### Tarefa 1
No trecho sobre nanotecnologia em alimentos, que nome tem o filme plástico transparente produzido pela Bayer?
### Tarefa 2
Segundo o trecho sobre nanotecnologia em alimentos, o que as nanopartículas de argila do filme plástico da Bayer conseguem bloquear? Liste todos os itens.
### Tarefa 3
Retome o trecho sobre nanotecnologia em alimentos logo após a última frase e continue o texto.

### Trecho selecionado
"""
Jozef Kokini, diretor do Center for Advanced Food Technology da Universidade Rutgers em New Jersey, Estados Unidos, afirma que "toda grande empresa de alimentos tem um programa de nanotecnologia ou está tentando desenvolver um". Relatório de 2004 da Helmut Kaiser Consultoria considera que "o mercado de nanoalimentos passará de US$ 2,6 bilhões, atualmente, para US$ 7 bilhões em 2006 e para US$ 20,4 bilhões em 2010". Observa também "que são mais de 200 empresas engajadas em pesquisas sobre nanoalimentos no mundo, e entre elas as maiores".
Outra vertente da utilização da nanotecnologia na produção de alimentos é a fabricação de alimento molecular, ou seja, a produção sem solo, sementes, fazendas e fazendeiros. Segundo Carmen I. Moraru, da Universidade de Cornell, Estados Unidos, "nanomáquinas poderiam criar quantidades ilimitadas de alimentos através da síntese no nível atômico que poderia erradicar a fome". O Dr. Marvin J. Rudolph, diretor da Dupont Food Industry Solutions, afirmou que "produzir alimentos através da fabricação molecular é a mais ambiciosa meta da nanotecnologia - e é provável que se materialize a qualquer momento".
O mercado de embalagens, que utiliza a nanotecnologia nos Estados Unidos, gira em torno de US$ 38 bilhões e deve ultrapassar US$ 54 bilhões em 2008. Exemplos das aplicações da nanotecnologia em embalagens são: "a Bayer que produz um filme plástico transparente (denominado Durethan) contendo nanopartículas de argila - as nanopartículas estão dispersas em todo o plástico e são capazes de bloquear o oxigênio, dióxido de carbono e umidade para que não atinja a carne fresca ou outros alimentos"; a empresa Kraft e a Universidade de Rutgers que estão trabalhando em embalagens impregnadas de sensores que poderão detectar patógenos nos alimentos e provocar um alteração na cor da embalagem de modo a alertar o consumidor; os Países Baixos que procuram desenvolver embalagens que poderão liberar um conservante se o alimento começar a se deteriorar.
"""
### Dados brutos
"""
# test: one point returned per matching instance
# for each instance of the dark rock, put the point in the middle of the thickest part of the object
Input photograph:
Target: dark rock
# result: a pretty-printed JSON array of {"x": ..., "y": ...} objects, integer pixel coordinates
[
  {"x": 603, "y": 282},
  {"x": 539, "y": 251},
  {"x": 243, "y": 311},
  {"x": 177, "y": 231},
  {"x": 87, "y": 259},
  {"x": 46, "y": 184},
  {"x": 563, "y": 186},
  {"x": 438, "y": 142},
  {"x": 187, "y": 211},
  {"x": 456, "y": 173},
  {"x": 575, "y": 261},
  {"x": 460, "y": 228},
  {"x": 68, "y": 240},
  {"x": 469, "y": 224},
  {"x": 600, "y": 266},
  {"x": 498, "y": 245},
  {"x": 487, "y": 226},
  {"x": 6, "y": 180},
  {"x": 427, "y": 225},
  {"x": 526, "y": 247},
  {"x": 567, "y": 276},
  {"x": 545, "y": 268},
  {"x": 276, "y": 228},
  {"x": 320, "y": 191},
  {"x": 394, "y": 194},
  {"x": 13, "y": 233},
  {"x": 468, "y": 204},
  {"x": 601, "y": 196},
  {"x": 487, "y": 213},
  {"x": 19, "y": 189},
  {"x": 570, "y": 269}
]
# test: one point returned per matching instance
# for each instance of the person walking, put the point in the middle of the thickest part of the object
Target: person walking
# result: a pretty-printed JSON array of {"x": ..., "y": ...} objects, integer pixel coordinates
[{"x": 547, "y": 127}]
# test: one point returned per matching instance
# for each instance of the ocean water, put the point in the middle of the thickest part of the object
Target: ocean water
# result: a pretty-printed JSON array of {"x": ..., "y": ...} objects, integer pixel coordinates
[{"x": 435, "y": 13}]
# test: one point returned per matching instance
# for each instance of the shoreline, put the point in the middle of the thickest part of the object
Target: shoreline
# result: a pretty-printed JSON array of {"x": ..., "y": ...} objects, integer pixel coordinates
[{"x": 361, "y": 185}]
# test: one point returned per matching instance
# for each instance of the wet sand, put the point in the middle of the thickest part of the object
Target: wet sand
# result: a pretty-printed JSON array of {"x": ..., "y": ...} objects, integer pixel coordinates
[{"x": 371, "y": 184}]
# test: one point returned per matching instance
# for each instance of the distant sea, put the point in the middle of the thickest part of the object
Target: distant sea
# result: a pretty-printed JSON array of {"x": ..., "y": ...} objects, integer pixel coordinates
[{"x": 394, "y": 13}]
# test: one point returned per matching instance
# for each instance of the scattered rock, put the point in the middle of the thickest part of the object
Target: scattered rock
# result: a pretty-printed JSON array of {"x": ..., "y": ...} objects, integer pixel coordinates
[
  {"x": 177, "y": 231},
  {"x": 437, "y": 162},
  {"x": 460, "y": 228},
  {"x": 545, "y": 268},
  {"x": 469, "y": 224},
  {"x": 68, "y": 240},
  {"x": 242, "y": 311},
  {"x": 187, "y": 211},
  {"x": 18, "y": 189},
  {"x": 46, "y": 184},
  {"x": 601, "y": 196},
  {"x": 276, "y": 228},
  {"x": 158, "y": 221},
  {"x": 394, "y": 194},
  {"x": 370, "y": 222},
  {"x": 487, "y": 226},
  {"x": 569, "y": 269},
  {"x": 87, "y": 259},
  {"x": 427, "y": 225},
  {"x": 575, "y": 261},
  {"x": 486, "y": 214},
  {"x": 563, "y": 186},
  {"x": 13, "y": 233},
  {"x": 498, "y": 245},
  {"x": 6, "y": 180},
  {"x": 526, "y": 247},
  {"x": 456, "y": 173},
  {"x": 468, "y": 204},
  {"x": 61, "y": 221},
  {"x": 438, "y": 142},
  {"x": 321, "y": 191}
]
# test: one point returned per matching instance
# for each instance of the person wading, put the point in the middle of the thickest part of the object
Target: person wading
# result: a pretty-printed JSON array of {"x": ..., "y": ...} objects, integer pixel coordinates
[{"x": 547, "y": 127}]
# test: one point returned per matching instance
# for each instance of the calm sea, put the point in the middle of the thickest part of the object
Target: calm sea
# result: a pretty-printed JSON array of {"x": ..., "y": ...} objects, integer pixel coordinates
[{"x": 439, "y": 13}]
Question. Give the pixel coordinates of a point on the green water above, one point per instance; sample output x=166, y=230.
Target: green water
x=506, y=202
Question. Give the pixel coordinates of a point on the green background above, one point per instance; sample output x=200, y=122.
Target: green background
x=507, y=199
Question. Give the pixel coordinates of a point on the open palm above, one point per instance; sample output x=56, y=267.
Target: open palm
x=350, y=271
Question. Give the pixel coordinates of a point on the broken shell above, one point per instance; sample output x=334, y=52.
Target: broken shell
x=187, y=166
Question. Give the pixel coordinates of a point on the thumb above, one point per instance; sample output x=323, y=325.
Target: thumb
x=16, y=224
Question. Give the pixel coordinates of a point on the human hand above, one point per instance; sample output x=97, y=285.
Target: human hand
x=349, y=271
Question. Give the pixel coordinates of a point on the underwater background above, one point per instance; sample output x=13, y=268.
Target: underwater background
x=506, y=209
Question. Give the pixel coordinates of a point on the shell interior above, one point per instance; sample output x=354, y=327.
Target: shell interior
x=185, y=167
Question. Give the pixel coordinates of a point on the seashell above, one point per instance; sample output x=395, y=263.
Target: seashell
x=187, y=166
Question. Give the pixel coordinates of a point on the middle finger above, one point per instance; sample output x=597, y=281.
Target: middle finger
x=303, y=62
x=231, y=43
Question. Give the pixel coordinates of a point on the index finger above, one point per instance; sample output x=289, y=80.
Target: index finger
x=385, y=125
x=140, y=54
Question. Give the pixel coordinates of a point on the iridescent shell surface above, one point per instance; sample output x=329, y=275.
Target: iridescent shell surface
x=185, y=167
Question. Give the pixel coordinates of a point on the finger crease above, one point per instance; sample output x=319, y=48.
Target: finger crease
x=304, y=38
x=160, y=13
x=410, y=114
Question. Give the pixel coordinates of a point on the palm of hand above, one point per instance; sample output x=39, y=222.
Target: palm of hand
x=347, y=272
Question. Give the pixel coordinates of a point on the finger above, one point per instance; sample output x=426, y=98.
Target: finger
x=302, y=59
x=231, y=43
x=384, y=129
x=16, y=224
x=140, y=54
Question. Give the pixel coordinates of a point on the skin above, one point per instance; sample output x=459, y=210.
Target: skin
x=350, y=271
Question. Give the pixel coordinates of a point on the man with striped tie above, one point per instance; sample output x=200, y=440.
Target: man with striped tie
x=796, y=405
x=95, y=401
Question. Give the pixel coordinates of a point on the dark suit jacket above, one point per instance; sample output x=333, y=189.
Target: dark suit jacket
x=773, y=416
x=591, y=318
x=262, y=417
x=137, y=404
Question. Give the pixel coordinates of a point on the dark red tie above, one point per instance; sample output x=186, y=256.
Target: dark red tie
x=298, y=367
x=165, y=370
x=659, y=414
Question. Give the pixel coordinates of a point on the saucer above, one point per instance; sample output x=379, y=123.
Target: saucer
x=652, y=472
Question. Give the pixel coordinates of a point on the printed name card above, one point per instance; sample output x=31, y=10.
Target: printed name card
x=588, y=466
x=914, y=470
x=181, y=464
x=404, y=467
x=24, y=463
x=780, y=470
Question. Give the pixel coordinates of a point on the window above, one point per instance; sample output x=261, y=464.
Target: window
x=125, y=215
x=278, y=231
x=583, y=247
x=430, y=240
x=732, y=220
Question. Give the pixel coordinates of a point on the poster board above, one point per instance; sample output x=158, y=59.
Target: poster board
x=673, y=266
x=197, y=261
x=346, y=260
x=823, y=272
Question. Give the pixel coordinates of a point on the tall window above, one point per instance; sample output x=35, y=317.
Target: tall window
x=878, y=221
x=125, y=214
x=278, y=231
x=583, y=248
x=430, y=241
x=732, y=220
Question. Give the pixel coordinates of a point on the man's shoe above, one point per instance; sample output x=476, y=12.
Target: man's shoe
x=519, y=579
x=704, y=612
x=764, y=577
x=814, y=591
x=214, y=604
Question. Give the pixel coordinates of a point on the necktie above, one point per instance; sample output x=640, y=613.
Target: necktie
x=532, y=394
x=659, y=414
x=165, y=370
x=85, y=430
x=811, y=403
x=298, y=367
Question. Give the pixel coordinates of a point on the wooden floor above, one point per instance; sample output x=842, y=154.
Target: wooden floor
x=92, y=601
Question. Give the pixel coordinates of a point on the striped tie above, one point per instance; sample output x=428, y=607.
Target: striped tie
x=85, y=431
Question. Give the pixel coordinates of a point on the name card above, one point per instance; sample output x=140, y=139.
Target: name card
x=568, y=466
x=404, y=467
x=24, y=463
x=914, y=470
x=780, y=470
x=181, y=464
"""
### Resultado da tarefa 1
Durethan.

### Resultado da tarefa 2
- oxigênio
- dióxido de carbono
- umidade

### Resultado da tarefa 3
Um avanço ainda maior pode ocorrer no sistema de etiquetagem e monitoramento de produtos que utilizam a identificação através da Radio Freqüência (RFid). O documento do grupo ETC informa que esse sistema já existe e que "... a maior vantagem e novidade desse sistema é que a etiqueta é suficientemente pequena de modo que pode ser inserida no produto em si - e não apenas na embalagem; ela pode conter muito mais informações, pode ser escaneada a distância (e através de caixas ou outras embalagens) e no caixa muitas etiquetas podem ser registradas ao mesmo tempo. A etiqueta tem o tamanho de um "chip" equivalente ao de um grão de pó". O documento refere-se à existência de uma questão ética envolvida, pois a transmissão de informação vai além do caixa do supermercado, o que implica na necessidade de posteriormente se desativar o "chip".
Quanto aos nanoalimentos propriamente ditos, informa o documento que "em 1999 a Kraft Foods estabeleceu o primeiro laboratório nanotecnológico de alimentos da indústria". O grupo ETC considera que "as tecnologias de nanoesacala têm um potencial que levará a engenharia de alimentos a mudar dramaticamente a forma como o alimento é produzido, processado, embalado, transportado e consumido".
No campo dos aditivos alimentares, o documento destaca a preocupação da indústria de alimentos em produzir alimentos "funcionais", o que significa que sejam mais nutritivos ou tenham alguma outra função. Nesse sentido, coloca-se aqui também a utilização das nanocápsulas que podem, no futuro, ser utilizadas para introduzir algum ingrediente que cumpra determinadas funções e possam ser ativadas através de estímulos adequados.
O agronegócio, tão importante em nosso país embora tenha suas bases técnicas fortemente fundadas no sistema de produção convencional originário da revolução verde, bem como esteja sofrendo influências dos avanços na biotecnologia, não pode ficar alheio ao desenvolvimento e aplicações já existentes e, para um futuro próximo, das tecnologias em nanoescala.